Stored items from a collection
******************************
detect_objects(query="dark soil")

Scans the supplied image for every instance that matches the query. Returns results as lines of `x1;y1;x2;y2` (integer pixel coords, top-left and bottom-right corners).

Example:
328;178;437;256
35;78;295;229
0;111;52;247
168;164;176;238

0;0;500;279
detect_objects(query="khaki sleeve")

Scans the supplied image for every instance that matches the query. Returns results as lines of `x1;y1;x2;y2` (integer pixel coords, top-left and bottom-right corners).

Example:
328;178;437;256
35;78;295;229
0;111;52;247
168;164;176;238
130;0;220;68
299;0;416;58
******************************
— Problem requirements —
Could you shift every bounding-box coordinate in the listing's answers by adding 129 to each number, then write out the whole listing again with its requests? Leave the numbers in the requests and their sample output unchanged.

— Exercise solution —
detect_objects(query="dark soil")

Scans the supplied image for every instance that matches the query. Returns results as lines of `x1;y1;x2;y2` (integer pixel coords, top-left and bottom-right corners).

Example:
328;178;437;256
35;78;295;229
0;111;52;247
168;164;176;238

129;129;629;408
detect_objects(query="khaki sleeve")

Scans the supplied image for every instance that matches the query. Returns results as lines of `x1;y1;x2;y2` (integer pixel coords, top-left and bottom-right corners).

Example:
328;178;437;256
35;78;295;229
0;111;52;247
168;164;176;238
259;129;349;197
428;129;545;187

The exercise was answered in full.